## What you have to do
Print every entry below again. Nothing may differ from the original.

(Recorded data)
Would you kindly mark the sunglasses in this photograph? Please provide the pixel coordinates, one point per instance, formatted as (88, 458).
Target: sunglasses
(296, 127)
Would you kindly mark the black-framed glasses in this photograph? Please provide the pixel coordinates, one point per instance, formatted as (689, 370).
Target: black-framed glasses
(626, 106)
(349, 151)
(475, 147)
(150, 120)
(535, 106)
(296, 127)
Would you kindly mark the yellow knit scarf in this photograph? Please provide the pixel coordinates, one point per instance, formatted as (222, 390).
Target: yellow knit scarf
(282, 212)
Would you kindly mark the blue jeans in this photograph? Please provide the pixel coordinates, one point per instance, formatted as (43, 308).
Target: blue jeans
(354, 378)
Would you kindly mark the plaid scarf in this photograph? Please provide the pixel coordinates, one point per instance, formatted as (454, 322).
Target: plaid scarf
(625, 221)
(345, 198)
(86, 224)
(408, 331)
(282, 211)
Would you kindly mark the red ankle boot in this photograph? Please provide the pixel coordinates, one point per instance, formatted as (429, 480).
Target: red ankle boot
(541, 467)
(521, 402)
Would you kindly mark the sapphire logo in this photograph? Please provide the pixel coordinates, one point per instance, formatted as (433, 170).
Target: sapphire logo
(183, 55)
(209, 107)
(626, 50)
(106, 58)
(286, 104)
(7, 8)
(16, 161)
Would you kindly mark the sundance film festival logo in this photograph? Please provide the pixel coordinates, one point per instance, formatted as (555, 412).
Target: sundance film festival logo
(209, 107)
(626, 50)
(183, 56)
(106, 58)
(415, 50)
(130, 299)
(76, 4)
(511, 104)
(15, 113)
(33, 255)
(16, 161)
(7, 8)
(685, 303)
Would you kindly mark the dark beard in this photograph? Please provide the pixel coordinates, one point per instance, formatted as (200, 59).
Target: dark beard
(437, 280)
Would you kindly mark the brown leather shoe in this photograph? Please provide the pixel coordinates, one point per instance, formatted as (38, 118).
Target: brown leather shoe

## Output for this exercise
Would you kindly mark the sunglasses in this photograph? Please provide the pixel coordinates, one point per instance, formatted as (88, 458).
Target: sunglasses
(296, 127)
Would you kindly mark the black-framed glasses in this photograph? Please provide the pixel coordinates, one point per instance, formatted as (689, 370).
Target: black-framed glasses
(626, 106)
(349, 151)
(475, 147)
(150, 120)
(535, 106)
(296, 127)
Would you kindly mark the yellow knit scarf in this photograph? Please provide the pixel coordinates, one point per instance, formatted as (222, 390).
Target: yellow knit scarf
(282, 212)
Would you kindly mark the blue jeans in this photograph? Please provide the pixel coordinates, one point per instance, formatted as (43, 308).
Target: blue jeans
(354, 378)
Would you kindly mark the plaid scarf in this photograph? Please provide the pixel coordinates, one point per instance, formatted as (454, 322).
Target: plaid scarf
(625, 221)
(345, 198)
(86, 224)
(408, 331)
(282, 211)
Would you kindly mark the red ankle boot in this photograph? Please provide the pixel coordinates, one point per instance, formatted as (429, 480).
Target: red ankle boot
(541, 467)
(521, 402)
Would you kindly mark the sapphire logo in this photograph? Please provide the pixel coordinates, one point per instance, formatted as (433, 170).
Target: sapphire logo
(183, 55)
(209, 107)
(626, 50)
(106, 58)
(286, 104)
(7, 8)
(16, 161)
Would you kindly mark the sundance film festival logo in this photograph? Please provide the pixel coordinates, one point per instance, formatted as (555, 412).
Target: sundance film festival logo
(209, 107)
(626, 50)
(183, 56)
(106, 58)
(415, 50)
(130, 299)
(76, 4)
(511, 104)
(15, 113)
(33, 255)
(16, 161)
(7, 8)
(685, 303)
Would you kindly mark the dark beard in this photograph? Please provide the pixel coordinates, one point per instance, formatted as (200, 59).
Target: dark beard
(437, 280)
Would you kindly mark the brown leather shoe in this photograph? Please provide the pixel coordinates, one point per instance, formatted as (38, 118).
Target: brown leather shoe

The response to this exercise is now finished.